** Start Provided information **

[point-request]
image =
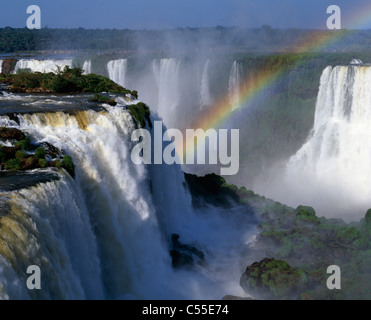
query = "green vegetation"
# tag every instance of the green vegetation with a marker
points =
(64, 81)
(67, 164)
(300, 245)
(16, 158)
(103, 99)
(13, 164)
(40, 153)
(274, 279)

** End Provided information **

Set problem: Write out the entries above word for word, but leave out the pictures.

Full solution:
[point-request]
image =
query = "green vegetation"
# tag every instance of the green vegetation with a marker
points =
(64, 81)
(67, 164)
(300, 245)
(16, 158)
(103, 99)
(13, 164)
(40, 153)
(274, 279)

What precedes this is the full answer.